### [Description of the task]
Only the lines from the one containing "of the red-haired" through the last line below should be written out, exactly and with both ends kept.

START Study material

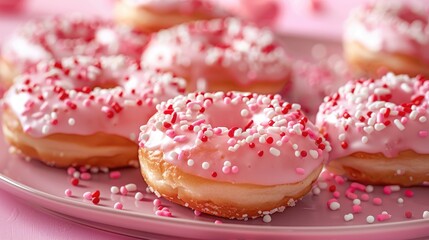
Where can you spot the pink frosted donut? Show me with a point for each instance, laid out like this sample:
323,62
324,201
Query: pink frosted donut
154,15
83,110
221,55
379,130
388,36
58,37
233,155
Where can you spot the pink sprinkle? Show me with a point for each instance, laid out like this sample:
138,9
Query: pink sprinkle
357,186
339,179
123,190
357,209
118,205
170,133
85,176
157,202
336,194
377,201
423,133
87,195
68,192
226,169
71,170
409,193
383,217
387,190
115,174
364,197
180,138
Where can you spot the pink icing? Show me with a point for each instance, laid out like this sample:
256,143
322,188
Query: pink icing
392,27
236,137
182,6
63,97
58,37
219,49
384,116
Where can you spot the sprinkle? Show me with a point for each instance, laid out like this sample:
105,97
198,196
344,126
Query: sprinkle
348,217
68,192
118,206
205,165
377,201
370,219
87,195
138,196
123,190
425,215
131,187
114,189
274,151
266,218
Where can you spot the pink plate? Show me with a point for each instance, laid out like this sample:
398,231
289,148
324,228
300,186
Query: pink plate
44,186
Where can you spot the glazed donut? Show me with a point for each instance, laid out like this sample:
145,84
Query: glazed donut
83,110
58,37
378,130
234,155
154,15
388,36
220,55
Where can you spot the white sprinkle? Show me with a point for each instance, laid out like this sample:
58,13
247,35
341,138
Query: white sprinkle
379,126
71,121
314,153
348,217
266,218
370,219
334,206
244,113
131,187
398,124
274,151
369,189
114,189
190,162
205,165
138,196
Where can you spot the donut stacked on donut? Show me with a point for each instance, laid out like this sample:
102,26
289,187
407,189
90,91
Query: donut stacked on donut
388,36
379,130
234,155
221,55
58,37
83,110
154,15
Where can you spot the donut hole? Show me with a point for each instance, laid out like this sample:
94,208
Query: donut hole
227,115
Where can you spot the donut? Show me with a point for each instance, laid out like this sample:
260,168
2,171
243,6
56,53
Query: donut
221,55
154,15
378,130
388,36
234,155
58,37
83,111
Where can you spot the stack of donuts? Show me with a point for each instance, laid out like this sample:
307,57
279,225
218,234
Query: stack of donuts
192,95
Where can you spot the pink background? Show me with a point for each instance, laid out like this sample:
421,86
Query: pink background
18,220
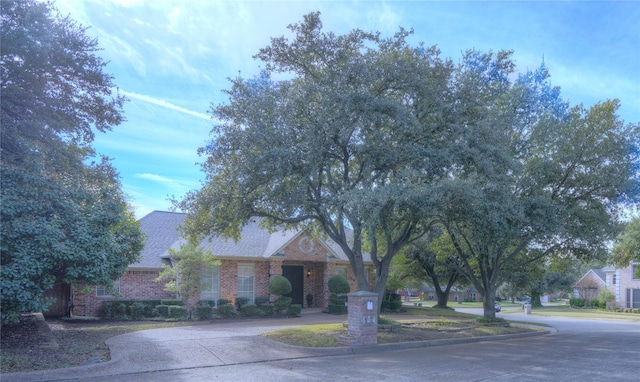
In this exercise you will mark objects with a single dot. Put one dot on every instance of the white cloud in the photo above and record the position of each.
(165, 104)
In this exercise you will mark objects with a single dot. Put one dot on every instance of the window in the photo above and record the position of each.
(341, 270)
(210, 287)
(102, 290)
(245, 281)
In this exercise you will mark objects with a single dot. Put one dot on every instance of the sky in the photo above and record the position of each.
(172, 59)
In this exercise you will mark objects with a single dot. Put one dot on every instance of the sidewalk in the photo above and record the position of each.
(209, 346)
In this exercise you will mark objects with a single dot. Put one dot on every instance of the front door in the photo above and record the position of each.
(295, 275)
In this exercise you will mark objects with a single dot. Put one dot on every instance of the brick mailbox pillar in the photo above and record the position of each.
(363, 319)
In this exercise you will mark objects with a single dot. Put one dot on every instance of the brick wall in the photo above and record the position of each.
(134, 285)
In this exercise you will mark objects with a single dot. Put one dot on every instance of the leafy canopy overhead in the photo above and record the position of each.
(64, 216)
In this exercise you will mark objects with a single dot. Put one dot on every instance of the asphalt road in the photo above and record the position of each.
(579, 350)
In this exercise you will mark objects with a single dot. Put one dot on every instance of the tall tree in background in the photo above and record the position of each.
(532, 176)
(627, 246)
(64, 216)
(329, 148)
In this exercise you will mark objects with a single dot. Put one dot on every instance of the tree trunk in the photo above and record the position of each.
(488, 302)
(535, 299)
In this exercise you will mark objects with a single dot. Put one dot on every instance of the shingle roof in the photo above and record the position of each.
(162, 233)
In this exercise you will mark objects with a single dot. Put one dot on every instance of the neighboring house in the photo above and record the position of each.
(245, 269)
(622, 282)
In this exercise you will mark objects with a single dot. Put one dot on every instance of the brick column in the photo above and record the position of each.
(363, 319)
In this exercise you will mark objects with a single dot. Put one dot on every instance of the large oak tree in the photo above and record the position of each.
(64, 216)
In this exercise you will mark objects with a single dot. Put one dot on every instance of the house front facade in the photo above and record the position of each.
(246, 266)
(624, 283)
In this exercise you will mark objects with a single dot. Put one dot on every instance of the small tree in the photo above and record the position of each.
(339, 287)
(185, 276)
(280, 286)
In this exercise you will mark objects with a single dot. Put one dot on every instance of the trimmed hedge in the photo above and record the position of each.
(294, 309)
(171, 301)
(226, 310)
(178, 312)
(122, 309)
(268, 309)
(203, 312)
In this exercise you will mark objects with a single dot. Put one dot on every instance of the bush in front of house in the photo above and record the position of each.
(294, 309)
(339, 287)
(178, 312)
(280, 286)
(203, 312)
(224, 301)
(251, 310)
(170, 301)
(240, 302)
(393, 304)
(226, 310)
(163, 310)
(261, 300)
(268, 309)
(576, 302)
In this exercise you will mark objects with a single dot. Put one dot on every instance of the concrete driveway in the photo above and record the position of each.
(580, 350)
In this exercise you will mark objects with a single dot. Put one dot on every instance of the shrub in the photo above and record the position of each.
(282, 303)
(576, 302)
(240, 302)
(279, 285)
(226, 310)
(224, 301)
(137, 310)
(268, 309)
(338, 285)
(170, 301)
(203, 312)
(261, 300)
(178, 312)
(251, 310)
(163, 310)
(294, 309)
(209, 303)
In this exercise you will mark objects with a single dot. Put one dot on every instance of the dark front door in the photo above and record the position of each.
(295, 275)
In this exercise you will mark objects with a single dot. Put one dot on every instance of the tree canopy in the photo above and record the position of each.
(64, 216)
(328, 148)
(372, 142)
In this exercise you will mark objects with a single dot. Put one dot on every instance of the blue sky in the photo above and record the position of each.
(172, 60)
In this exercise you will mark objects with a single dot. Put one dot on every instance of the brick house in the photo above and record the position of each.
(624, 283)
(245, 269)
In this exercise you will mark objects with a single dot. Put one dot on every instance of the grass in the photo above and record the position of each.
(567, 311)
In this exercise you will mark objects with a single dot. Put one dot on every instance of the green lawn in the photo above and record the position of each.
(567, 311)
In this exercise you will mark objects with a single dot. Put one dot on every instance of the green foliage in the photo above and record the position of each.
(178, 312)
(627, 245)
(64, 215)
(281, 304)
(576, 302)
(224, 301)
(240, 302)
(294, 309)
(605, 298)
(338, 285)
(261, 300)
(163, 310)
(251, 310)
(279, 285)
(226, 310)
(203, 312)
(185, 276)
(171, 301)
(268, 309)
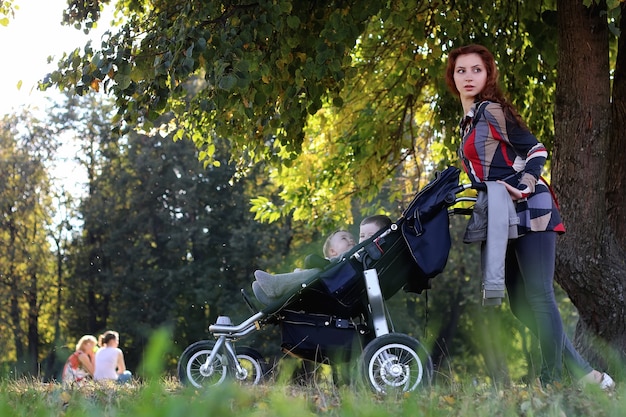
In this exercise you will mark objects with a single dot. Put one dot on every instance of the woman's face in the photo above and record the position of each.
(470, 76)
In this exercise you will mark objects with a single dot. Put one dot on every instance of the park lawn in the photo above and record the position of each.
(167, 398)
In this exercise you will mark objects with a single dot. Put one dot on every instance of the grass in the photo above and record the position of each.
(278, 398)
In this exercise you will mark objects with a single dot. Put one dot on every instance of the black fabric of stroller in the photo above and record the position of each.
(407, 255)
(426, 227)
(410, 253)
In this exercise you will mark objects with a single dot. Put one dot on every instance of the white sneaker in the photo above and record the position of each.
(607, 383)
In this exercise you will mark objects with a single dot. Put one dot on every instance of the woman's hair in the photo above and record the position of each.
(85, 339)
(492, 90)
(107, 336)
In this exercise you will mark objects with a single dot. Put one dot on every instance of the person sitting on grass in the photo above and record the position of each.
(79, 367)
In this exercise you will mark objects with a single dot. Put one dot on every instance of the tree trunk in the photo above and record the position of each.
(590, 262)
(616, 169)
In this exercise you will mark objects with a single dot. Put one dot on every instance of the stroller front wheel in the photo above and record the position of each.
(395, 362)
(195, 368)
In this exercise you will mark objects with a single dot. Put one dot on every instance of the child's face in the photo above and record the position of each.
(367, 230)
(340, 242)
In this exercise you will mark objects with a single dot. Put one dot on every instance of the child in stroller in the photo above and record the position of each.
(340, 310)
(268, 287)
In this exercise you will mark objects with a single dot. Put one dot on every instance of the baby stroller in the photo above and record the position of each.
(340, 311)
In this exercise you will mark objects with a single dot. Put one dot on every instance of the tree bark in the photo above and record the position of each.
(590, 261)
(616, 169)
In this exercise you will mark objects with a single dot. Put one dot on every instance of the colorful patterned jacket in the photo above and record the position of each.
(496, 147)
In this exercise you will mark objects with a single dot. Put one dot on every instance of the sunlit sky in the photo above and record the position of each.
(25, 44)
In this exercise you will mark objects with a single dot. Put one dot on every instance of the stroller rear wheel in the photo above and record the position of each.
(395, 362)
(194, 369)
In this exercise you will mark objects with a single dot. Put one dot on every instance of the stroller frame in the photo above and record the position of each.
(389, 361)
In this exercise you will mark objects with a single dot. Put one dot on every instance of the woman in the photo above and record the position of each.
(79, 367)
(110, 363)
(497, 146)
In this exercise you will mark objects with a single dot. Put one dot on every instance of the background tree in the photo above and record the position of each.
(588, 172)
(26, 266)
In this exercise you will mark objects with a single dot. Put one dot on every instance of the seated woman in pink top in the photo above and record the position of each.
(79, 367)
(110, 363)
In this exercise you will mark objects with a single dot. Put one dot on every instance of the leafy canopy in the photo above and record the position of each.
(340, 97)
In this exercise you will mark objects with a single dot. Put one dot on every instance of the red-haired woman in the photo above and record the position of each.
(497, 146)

END Study material

### [Output]
In this exercise you will mark objects with a single dot. Put one dot on every instance of the red-haired woman in the photo above and record the position of each.
(497, 146)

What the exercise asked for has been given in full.